**EXERCISE DIRECTIONS**
Leave the pictures out and transcribe every record exactly.
--------
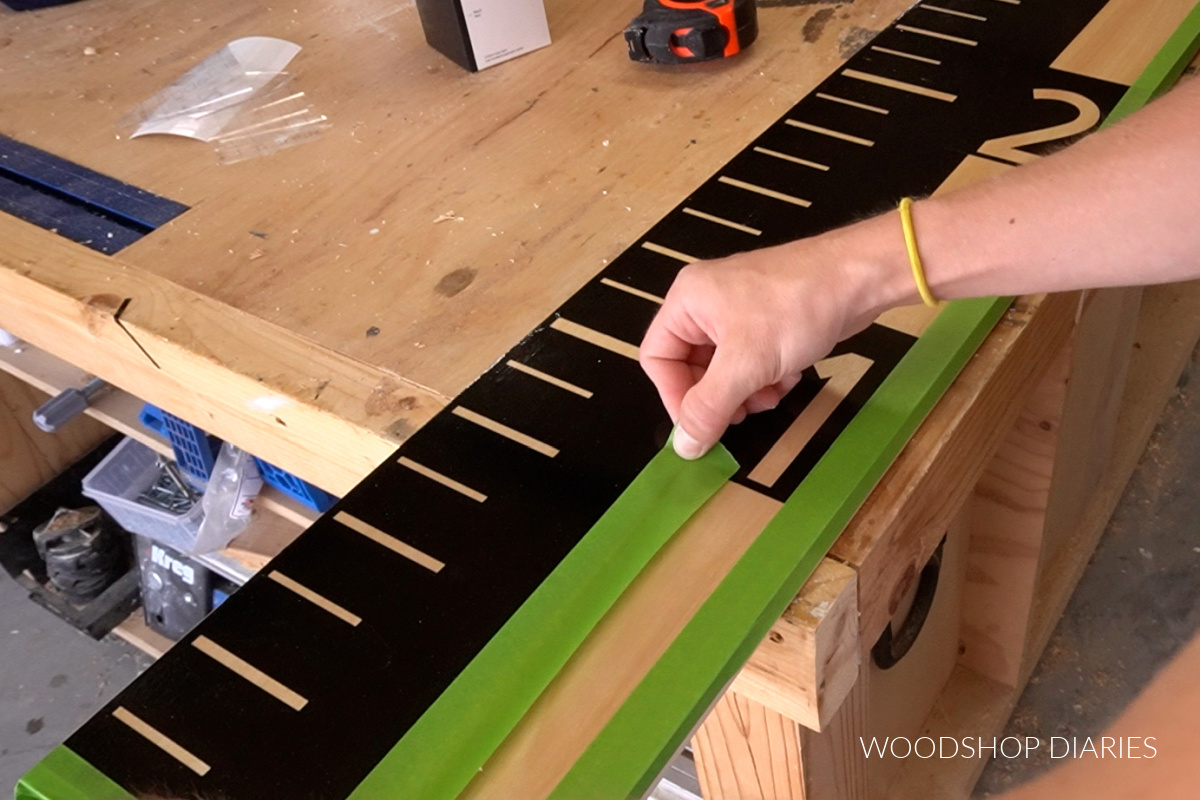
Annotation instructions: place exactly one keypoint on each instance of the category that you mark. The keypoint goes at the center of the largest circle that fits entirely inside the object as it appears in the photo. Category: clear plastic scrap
(240, 98)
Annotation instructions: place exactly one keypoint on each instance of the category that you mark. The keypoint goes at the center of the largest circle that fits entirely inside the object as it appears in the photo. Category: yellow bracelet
(910, 240)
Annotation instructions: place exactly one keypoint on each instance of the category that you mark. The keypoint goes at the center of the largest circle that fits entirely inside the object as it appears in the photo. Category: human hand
(733, 335)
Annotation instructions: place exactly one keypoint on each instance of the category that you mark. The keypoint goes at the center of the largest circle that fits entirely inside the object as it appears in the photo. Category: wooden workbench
(453, 212)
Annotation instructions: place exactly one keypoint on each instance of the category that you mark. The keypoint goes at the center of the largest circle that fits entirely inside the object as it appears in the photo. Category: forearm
(1117, 209)
(1120, 208)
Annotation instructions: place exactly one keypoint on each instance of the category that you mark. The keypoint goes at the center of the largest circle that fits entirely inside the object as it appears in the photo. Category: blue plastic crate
(195, 450)
(294, 487)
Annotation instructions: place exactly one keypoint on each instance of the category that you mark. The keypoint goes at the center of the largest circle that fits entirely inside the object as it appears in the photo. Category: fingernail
(687, 446)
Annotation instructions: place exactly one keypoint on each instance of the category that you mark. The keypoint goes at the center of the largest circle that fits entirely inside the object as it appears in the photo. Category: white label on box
(504, 29)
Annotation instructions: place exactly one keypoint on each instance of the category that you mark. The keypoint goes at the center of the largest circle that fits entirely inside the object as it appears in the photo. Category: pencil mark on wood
(455, 282)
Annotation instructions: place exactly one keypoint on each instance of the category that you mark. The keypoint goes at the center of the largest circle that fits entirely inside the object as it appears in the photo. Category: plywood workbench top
(448, 211)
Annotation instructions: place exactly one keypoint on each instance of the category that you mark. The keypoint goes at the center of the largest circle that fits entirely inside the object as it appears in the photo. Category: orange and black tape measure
(681, 31)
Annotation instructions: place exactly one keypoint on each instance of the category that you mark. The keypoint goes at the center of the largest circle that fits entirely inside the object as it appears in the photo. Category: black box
(478, 34)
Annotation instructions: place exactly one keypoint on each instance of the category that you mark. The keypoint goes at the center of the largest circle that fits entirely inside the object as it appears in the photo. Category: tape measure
(682, 31)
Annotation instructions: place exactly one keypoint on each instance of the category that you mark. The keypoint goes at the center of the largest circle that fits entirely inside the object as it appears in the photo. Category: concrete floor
(1135, 607)
(1138, 603)
(52, 679)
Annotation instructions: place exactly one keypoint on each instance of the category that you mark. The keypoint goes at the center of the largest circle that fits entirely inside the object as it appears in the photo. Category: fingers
(715, 401)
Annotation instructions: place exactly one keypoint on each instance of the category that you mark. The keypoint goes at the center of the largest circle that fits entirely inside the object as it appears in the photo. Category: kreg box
(478, 34)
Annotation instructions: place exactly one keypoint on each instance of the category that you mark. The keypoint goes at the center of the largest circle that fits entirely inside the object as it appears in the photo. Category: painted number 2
(1006, 146)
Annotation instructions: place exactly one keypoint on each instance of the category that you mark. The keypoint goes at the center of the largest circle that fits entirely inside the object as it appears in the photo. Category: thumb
(709, 405)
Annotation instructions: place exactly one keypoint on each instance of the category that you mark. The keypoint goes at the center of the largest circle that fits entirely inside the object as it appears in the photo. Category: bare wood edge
(119, 410)
(745, 750)
(808, 663)
(1168, 332)
(897, 529)
(623, 648)
(234, 374)
(976, 705)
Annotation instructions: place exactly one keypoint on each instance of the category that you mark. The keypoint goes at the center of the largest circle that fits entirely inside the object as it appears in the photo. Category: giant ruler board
(395, 648)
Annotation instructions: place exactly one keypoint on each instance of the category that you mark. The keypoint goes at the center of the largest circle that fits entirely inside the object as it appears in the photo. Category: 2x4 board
(395, 647)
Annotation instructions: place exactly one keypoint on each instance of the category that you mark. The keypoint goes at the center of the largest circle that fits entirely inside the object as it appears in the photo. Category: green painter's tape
(63, 775)
(669, 703)
(628, 755)
(1163, 70)
(455, 737)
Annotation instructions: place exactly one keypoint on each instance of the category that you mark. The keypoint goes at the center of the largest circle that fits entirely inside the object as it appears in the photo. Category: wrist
(873, 266)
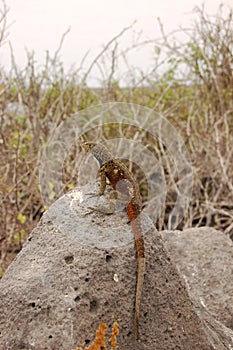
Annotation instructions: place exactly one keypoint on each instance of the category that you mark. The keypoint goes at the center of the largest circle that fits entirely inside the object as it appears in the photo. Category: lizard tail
(141, 272)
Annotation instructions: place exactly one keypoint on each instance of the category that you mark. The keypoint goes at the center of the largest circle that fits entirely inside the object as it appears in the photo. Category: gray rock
(204, 257)
(78, 271)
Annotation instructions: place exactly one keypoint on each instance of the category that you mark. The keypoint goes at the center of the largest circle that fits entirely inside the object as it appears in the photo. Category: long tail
(140, 280)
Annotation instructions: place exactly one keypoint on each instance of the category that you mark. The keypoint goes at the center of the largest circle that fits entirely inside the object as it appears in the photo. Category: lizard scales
(123, 181)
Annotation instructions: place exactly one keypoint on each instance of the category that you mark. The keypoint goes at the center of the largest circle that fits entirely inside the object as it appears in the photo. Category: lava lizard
(123, 183)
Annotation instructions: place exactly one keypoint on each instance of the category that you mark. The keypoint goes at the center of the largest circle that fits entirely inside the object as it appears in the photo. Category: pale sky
(39, 24)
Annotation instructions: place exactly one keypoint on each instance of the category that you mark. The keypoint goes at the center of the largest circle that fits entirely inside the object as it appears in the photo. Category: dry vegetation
(193, 91)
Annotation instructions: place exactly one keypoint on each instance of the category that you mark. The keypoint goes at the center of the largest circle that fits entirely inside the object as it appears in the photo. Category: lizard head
(87, 146)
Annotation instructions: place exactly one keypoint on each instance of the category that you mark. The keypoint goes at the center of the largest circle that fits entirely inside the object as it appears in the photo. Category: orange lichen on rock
(100, 338)
(115, 333)
(99, 342)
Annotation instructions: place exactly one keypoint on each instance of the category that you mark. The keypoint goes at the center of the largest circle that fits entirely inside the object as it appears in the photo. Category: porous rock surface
(204, 257)
(77, 271)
--------
**OUTPUT BELOW**
Annotation instructions: place exactly one keypoint on each instance of the category that you mark. The keypoint goes at the center of the largest circle that fits entirely inside the object as it appears in the photo. Category: clear plastic scrap
(240, 98)
Annotation instructions: place exactly one keypoint on each instance of the category that you mark. The keypoint goes at the center of the largest circle that fits entirely inside the object as it appears in the photo. Category: yellow bracelet
(910, 240)
Annotation instructions: place exactly one keypoint on each instance of the category that you mark. The keypoint goes at the center of the largest circle that fits entirely inside the object as it appears in the photo. Category: human hand
(733, 335)
Annotation instructions: place exactly one keypoint on each instance of the category that you mark. The keypoint goes at the center of the largest circle that fits entirely inside the object as it appears in the photo. Category: wooden workbench
(453, 212)
Annotation instructions: place exactly one keypoint on each instance of the category that you mark. The keypoint goes at the center of the largest circle that fits entirely inside the object as it appears in the photo. Category: forearm
(1117, 209)
(1120, 208)
Annotation instructions: place exactly one keypoint on each instance of the category that you mark. The keypoint goes at the center of the largest circle that fits entirely inside the object as it appears in the photo. Category: blue plastic crate
(195, 450)
(294, 487)
Annotation instructions: place exactly one keypoint on each instance of the category that you mark. The keypoint goes at the center of the largest circle that fits entirely inside the object as it appears in the photo. Category: fingernail
(687, 446)
Annotation instructions: place exactly one keypoint on each instance of the category that you mark. The keypoint goes at the center of the largest circle that fits entirely inside the object as it appears in the photo. Category: white label on box
(504, 29)
Annotation instructions: place exactly one keypoint on each instance of the category that you mark. The keypoint goes at the center of the largest circle that fits entirely inside the object as it appears in the photo. Category: pencil mark on wood
(455, 282)
Annotation instructions: place exactly one keypoint on each instance of the category that you mark. The keypoint goes at the center of the largest circle that fits entirely inside the object as it appears in the photo. Category: plywood workbench top
(448, 211)
Annotation instructions: place exactly one keypoint on each instance of the category that you mark. The keypoint goes at the center of the largest circle that fits entirely inside the object as it appears in the photo. Category: orange and black tape measure
(681, 31)
Annotation instructions: place exactly one keypoint on each instance of the category that you mark. The keypoint goes at the center of the largest circle that fits entirely inside the object as it appears in the photo. Category: black box
(478, 34)
Annotation instructions: place exactly one keypoint on each instance of the category that you mark. The keypoint goes at the center of the largest circle that fits entirely inside the object as it appears in the photo. Category: tape measure
(682, 31)
Annotation instructions: place exactly one keypoint on each instance of the category that you mark. The keypoint goes at the center of the largest circle that fits entirely inside the object as it appears in the photo. Category: concrete floor
(1135, 607)
(1138, 603)
(52, 679)
Annotation instructions: place exactly one keypoint on each instance of the category that you mark. The keypoint goes at the center of the largest circle that fits entirely inside the object as it appears in the photo. Category: fingers
(715, 401)
Annotation instructions: place exactly one keypoint on each instance of the category that you mark. The keypoint goes at the center of the largest circle that fits entirely inside the object as it appears in the photo. Category: kreg box
(478, 34)
Annotation instructions: place exactly one keypoint on each instance of the category that you mark. The keypoint goes at the center of the largest circle that fits entirely inside the object as it appears in the photo. Category: painted number 2
(1006, 146)
Annotation instructions: place exactly one keypoint on each instance of the category that you mark. The keypoint goes at the center of the largest circle that fits entirely inside the object as it appears in the photo. Category: thumb
(709, 405)
Annotation instructions: place exactly one keypoint on each instance of the category that you mark. The keypoint goes at the center of the largest circle that fits entirely inside the object as it appears in the photo. Category: bare wood edge
(119, 410)
(745, 750)
(808, 663)
(1168, 332)
(897, 529)
(623, 648)
(234, 374)
(976, 705)
Annotation instructions: place exactly one keypoint on each instance of the category that you mark. The keypoint goes at the center of the largest circle that fits entirely inside the object as it appears in the photo. Category: giant ruler board
(395, 648)
Annotation instructions: place exactly one keypoint on each instance of the category that you mark. The keypoint goes at the center of the largest circle that fits entirely inside the object as it appears in the photo. Category: 2x4 board
(395, 647)
Annotation instructions: place exactly one keypoint on each instance of the category that you mark. The keypoint goes at the center of the largest circle that fits entirely inside the object as it appears in the photo. Category: green painter's tape
(63, 775)
(669, 703)
(628, 755)
(1163, 70)
(455, 737)
Annotation instructions: place exactly one keypoint on each instance of the category that you mark. The keypoint goes at the center of the largest circle that fits entirely inside the object as it appears in the photo. Category: wrist
(873, 266)
Annotation instructions: place exactly one keypoint on each instance of the category that you mark. The keypoint goes at the center of the largest circle that fits entirely inside the object as it appears in the photo. Category: lizard tail
(141, 272)
Annotation instructions: place exactly one keypoint on each instance of the category that you mark. The keypoint goes at the center of the largest circle that fits entirely inside the object as it appears in the photo. Category: gray rock
(204, 257)
(78, 271)
Annotation instructions: place exactly one keypoint on each instance of the category that you mark. The keypoint goes at the center of the largest circle that fits entirely inside the object as it appears in the photo. Category: long tail
(140, 280)
Annotation instructions: place exactly one keypoint on each instance of the category that you mark. The keypoint goes at the center of the largest circle that fits entirely inside the object as it appears in the photo. Category: lizard scales
(123, 181)
Annotation instructions: place exactly one keypoint on each instance of the category that you mark. The keypoint goes at the center of the largest circle that fits entirely inside the object as it appears in the photo. Category: lava lizard
(123, 183)
Annotation instructions: place exactly one keypoint on each instance of the category that you mark. The keypoint goes at the center of the largest circle that fits entirely inside the object as it appears in the photo. Category: pale sky
(39, 24)
Annotation instructions: place exactly one keypoint on each instance of the category that you mark. The keypoint goes at the center of the largest circle that fits entirely inside the object as it appears in the photo. Category: dry vegetation
(193, 91)
Annotation instructions: place exactly one keypoint on each instance of the category that you mark. The keypoint goes at the center of the largest circle that fits entirely inside the object as it appears in the photo. Category: lizard head
(87, 146)
Annotation instructions: place exactly one keypoint on each instance of the category that you mark. The keypoint goes at the center of the largest circle that fits entirely inside the object as it appears in the photo. Category: orange lichen on rock
(100, 338)
(115, 333)
(99, 342)
Annotation instructions: place exactly one keypoint on each instance of the category that you mark. The keypoint goes at the center of the largest circle that fits entirely inside the object as it appears in the photo. Category: porous rock surface
(204, 257)
(77, 271)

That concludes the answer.